**TEXT SECTION**
Engineering
& System Design
Industrial refrigeration systems are engineered to perform for decades, not just at startup. Engineering and system design are approached with a full understanding of how systems will be fabricated, installed, operated, maintained, and expanded over time.


Mechanical Engineering
Mechanical engineering forms the foundation of every industrial refrigeration system. Mechanical designs are developed around real operating conditions, facility constraints, and long-term performance requirements, not theoretical loads.
Systems are custom engineered using natural refrigerants including ammonia and CO₂, with layouts that prioritize accessibility, serviceability, and safe operation. Designs account for heat loads, traffic patterns, defrost strategies, and future capacity needs to ensure stable performance under real-world conditions.
Mechanical engineering is coordinated directly with electrical, controls, manufacturing, and construction teams. This ensures system designs reflect how equipment will actually be fabricated, installed, commissioned, and serviced in the field.

**WRITTEN EXERCISE A**
Turn the paragraph of the refrigeration engineering text that begins "Systems are custom engineered" into a short bulleted list that keeps its main facts.
**WRITTEN EXERCISE B**
In the refrigeration engineering text, which natural refrigerants are named for the custom-engineered systems?
**WRITTEN EXERCISE C**
Reproduce the part of the refrigeration engineering text starting with "Systems are custom" and going on through "in the field.".
The items that follow have nothing to do with what's asked here.

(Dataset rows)
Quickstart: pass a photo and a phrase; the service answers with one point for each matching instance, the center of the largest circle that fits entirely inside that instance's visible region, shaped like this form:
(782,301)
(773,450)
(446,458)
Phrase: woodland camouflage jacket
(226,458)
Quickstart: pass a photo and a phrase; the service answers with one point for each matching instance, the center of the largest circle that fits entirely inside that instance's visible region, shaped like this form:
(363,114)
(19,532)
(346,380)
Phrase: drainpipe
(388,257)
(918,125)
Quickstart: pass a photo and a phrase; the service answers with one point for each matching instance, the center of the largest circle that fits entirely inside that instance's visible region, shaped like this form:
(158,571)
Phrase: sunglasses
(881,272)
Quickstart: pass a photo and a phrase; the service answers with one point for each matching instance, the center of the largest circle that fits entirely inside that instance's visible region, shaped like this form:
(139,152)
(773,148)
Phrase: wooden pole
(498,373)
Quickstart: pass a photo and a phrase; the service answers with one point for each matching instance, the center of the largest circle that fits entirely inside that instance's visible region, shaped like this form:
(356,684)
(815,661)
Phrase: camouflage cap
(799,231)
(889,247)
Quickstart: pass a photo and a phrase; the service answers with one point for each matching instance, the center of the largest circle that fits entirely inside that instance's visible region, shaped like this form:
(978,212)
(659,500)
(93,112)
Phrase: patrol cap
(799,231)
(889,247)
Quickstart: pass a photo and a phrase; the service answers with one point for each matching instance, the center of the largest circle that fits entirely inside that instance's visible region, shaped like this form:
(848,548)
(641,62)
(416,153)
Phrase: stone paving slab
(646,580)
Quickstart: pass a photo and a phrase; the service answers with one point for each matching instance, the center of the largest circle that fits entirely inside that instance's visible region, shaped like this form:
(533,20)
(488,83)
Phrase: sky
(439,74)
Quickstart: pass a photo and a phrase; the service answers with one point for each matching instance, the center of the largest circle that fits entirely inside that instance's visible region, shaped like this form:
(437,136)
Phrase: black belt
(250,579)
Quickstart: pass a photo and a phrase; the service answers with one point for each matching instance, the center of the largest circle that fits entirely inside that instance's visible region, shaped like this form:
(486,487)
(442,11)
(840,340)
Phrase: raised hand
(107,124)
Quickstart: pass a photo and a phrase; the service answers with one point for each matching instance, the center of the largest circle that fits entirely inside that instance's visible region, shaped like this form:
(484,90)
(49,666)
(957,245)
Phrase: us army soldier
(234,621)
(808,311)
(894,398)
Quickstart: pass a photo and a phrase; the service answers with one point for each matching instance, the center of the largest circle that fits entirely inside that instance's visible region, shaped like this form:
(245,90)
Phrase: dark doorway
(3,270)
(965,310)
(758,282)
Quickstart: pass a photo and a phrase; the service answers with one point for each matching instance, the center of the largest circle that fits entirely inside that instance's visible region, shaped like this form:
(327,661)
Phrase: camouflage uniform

**CORRECT ANSWER A**
- Systems are custom engineered with natural refrigerants such as ammonia and CO₂.
- Layouts put accessibility, serviceability, and safe operation first.
- Designs account for heat loads, traffic patterns, defrost strategies, and future capacity needs.
- The aim is stable performance under real-world conditions.

**CORRECT ANSWER B**
Ammonia and CO₂.

**CORRECT ANSWER C**
Systems are custom engineered using natural refrigerants including ammonia and CO₂, with layouts that prioritize accessibility, serviceability, and safe operation. Designs account for heat loads, traffic patterns, defrost strategies, and future capacity needs to ensure stable performance under real-world conditions.
Mechanical engineering is coordinated directly with electrical, controls, manufacturing, and construction teams. This ensures system designs reflect how equipment will actually be fabricated, installed, commissioned, and serviced in the field.